### [Excerpts from pointing data]
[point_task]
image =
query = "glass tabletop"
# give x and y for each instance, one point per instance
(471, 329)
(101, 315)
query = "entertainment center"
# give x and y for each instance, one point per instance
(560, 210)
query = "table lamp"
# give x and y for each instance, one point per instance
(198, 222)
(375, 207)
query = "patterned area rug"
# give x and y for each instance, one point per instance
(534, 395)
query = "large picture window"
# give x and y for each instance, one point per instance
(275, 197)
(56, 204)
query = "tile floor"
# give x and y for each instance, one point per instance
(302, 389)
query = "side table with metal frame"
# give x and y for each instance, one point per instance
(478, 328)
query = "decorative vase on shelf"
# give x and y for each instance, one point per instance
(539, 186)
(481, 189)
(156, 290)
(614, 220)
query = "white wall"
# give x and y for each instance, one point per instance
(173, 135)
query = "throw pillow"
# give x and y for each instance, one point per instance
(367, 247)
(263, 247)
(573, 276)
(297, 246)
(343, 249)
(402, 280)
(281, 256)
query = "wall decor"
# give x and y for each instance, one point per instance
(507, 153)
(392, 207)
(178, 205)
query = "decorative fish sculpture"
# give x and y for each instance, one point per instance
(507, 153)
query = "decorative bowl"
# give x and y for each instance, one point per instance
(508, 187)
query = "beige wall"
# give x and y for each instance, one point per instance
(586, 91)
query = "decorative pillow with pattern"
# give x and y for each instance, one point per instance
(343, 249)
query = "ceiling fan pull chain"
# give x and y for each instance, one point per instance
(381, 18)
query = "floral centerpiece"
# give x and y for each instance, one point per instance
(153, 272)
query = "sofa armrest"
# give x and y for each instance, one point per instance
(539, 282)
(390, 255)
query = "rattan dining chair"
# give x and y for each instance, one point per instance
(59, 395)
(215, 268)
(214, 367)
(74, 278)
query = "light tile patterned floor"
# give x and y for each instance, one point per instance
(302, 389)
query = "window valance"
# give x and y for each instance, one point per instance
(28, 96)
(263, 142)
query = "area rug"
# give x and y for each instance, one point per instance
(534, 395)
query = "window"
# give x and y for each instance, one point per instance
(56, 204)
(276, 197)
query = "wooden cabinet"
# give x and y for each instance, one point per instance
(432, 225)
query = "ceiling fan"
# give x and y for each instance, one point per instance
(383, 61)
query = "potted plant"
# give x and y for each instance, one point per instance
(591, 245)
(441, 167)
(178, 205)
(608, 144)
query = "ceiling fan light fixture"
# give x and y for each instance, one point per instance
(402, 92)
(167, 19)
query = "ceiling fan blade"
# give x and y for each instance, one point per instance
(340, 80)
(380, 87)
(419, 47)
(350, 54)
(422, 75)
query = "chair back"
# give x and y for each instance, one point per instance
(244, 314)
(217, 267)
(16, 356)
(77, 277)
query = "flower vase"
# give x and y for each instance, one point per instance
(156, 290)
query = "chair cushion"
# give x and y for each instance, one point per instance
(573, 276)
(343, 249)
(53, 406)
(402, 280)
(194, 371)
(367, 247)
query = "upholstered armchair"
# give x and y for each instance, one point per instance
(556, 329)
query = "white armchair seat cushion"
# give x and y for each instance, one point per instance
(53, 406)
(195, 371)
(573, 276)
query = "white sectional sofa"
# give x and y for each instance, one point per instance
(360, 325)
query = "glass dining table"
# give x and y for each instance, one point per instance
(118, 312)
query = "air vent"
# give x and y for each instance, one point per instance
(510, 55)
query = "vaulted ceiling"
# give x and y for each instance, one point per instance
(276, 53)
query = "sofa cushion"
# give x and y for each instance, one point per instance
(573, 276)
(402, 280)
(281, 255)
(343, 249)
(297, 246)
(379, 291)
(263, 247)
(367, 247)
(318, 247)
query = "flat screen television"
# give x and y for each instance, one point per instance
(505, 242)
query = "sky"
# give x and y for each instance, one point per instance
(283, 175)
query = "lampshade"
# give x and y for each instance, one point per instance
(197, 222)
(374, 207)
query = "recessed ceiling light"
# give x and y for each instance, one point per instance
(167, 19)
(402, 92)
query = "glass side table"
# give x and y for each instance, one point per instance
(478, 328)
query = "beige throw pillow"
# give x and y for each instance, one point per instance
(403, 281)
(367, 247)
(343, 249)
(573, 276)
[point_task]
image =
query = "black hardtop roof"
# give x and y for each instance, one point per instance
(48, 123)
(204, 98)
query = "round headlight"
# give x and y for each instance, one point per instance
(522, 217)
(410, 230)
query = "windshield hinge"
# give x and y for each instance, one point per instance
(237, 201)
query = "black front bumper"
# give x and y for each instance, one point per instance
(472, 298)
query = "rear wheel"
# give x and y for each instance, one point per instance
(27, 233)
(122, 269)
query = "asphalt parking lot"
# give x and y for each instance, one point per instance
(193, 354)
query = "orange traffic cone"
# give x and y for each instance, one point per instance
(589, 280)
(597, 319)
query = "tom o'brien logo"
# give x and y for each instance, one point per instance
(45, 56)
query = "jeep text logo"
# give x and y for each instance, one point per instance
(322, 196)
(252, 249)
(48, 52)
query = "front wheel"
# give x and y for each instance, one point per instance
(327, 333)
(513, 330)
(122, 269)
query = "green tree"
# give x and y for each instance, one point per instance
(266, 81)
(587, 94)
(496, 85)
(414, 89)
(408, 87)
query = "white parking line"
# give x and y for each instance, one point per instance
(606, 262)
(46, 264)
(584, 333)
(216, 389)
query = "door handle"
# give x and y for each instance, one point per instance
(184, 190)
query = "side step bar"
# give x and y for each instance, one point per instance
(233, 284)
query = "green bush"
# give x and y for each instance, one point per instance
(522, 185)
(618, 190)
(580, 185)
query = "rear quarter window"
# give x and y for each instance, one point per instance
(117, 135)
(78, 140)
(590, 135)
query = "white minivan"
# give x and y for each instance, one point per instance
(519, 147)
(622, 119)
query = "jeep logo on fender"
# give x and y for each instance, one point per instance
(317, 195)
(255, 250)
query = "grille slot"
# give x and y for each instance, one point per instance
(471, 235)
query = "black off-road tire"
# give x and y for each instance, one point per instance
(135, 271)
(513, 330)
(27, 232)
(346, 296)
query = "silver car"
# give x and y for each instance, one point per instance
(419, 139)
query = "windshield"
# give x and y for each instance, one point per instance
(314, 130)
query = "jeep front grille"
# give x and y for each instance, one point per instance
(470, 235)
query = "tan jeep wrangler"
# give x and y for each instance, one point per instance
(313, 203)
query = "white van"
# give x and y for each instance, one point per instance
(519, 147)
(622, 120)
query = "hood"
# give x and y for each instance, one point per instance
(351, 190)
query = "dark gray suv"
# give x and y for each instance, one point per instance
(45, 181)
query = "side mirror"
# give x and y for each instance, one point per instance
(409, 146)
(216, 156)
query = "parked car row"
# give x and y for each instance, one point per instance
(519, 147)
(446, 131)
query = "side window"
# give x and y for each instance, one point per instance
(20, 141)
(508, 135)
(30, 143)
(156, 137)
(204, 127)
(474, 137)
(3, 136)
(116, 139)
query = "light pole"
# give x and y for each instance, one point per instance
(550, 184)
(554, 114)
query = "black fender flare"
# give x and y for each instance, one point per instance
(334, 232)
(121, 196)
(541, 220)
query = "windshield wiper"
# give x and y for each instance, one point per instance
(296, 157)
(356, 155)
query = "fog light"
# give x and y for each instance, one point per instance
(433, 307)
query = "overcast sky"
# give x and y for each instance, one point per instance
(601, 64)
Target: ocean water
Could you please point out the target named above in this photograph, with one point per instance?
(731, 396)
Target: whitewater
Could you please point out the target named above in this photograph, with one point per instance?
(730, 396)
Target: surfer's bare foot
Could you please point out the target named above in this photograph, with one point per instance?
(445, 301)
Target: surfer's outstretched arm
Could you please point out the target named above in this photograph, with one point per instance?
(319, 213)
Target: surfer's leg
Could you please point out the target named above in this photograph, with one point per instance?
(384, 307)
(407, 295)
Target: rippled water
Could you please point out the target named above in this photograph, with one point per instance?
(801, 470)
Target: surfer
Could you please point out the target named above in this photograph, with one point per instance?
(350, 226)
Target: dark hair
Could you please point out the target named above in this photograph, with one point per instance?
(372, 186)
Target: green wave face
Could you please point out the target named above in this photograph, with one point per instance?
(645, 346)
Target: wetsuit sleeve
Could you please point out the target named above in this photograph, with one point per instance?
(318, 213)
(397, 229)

* * *

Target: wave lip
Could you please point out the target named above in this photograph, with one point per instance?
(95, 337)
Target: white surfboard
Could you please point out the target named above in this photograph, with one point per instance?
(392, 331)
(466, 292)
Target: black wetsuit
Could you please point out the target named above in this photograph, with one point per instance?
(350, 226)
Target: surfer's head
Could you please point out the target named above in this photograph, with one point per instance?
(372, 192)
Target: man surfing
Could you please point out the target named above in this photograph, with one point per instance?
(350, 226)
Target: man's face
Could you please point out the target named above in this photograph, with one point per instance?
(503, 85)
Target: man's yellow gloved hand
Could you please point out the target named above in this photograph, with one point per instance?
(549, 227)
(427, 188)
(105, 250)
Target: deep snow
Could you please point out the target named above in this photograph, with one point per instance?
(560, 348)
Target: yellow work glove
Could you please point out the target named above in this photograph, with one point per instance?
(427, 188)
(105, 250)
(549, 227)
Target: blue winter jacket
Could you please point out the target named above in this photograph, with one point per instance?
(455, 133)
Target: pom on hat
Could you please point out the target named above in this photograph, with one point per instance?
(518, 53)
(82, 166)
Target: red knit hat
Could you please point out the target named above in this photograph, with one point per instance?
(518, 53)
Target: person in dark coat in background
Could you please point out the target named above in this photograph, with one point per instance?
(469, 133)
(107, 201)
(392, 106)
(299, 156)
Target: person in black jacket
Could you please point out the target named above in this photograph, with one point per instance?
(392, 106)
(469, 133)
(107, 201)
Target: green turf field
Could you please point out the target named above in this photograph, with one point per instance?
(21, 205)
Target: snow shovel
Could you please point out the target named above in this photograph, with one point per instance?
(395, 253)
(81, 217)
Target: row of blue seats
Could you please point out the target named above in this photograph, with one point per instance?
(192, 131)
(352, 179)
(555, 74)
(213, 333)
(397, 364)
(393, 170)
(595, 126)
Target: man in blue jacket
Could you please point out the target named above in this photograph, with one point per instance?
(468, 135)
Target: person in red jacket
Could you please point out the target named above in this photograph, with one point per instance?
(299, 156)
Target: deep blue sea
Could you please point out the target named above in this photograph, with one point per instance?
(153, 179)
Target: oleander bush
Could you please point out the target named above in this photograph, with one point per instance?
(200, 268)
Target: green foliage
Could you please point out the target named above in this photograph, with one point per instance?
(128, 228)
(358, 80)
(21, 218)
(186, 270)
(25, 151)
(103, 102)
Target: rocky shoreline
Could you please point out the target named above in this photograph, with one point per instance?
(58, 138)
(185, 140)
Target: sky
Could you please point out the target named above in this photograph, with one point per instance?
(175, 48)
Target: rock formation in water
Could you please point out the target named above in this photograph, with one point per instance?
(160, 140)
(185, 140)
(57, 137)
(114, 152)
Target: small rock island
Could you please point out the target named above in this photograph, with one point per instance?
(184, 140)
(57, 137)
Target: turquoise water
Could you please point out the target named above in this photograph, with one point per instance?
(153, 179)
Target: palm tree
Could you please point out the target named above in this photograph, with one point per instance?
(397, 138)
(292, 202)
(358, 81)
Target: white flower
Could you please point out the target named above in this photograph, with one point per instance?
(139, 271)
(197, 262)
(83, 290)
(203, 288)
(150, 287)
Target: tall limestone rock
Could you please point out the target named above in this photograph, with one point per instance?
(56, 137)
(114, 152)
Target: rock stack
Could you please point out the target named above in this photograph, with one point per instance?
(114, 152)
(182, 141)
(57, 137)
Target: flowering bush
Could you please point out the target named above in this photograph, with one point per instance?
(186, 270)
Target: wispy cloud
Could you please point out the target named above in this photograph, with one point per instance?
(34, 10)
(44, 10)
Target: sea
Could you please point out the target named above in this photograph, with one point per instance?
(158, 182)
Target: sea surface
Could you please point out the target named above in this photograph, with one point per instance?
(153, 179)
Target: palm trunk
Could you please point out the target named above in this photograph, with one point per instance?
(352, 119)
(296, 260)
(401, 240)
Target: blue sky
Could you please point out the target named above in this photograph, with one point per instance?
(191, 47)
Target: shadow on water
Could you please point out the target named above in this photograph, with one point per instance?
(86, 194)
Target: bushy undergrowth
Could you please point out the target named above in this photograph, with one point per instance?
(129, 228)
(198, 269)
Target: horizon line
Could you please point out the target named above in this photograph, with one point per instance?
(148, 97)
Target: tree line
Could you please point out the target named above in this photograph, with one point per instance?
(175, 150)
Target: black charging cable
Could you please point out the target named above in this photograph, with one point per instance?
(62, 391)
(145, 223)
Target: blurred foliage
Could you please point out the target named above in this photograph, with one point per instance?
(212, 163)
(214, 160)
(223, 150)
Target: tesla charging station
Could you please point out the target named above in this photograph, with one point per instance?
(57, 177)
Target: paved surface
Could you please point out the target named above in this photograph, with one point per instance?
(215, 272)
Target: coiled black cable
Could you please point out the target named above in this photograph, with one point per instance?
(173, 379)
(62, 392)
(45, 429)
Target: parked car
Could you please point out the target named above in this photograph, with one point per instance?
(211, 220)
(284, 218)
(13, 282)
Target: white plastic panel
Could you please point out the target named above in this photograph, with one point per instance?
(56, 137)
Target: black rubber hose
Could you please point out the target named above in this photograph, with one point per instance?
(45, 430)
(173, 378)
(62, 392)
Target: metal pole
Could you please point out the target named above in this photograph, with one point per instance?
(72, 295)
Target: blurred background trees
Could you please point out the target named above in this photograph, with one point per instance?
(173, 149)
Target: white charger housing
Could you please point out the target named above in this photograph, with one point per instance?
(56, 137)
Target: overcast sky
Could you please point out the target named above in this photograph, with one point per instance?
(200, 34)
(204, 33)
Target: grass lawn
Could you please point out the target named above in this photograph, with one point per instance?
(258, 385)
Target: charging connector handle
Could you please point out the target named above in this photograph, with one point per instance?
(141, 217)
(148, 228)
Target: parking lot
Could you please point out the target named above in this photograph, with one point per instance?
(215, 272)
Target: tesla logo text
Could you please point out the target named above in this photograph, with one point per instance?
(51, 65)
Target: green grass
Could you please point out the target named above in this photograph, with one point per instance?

--

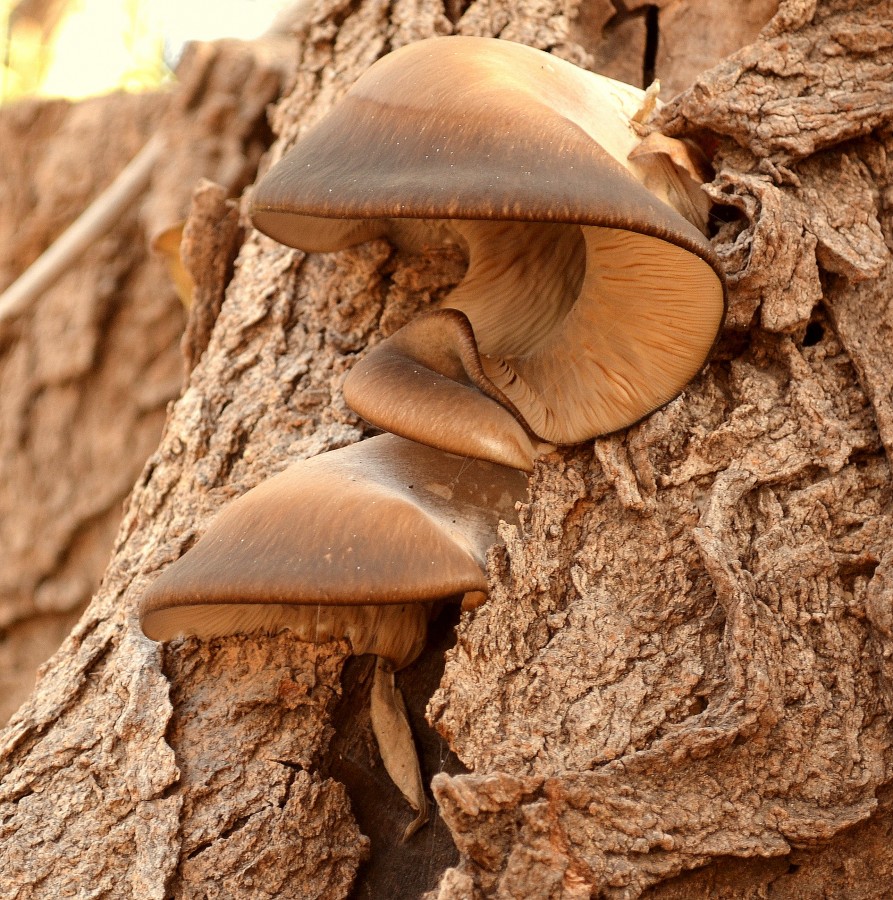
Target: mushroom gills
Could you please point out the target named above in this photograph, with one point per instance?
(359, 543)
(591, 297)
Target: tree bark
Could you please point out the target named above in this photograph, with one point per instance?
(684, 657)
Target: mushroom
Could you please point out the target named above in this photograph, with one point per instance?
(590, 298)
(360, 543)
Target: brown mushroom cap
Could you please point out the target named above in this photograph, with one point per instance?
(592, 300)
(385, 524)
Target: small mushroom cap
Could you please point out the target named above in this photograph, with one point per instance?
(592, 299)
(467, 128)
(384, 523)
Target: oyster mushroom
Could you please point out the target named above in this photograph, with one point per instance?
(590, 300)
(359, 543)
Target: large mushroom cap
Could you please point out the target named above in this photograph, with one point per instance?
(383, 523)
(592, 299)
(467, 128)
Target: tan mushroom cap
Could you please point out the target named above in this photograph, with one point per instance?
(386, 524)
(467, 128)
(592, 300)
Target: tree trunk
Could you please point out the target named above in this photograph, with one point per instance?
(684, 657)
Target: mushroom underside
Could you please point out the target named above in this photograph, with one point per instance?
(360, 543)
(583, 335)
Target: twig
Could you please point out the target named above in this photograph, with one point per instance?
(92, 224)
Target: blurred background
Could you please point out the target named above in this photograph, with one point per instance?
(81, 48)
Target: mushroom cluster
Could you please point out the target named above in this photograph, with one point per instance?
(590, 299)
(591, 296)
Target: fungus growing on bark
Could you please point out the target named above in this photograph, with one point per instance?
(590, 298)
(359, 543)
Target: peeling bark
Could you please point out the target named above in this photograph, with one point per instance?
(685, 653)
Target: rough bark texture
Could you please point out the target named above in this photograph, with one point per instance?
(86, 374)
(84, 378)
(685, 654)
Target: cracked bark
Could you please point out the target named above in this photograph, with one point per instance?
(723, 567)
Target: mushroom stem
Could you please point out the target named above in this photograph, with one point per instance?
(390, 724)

### [Description of the task]
Pick out each line above that contains the string "jeep" and copy it. Letter case counts.

### [Task response]
query = "jeep text logo"
query = "jeep logo on fender"
query = "jeep front grille"
query = "tan jeep wrangler"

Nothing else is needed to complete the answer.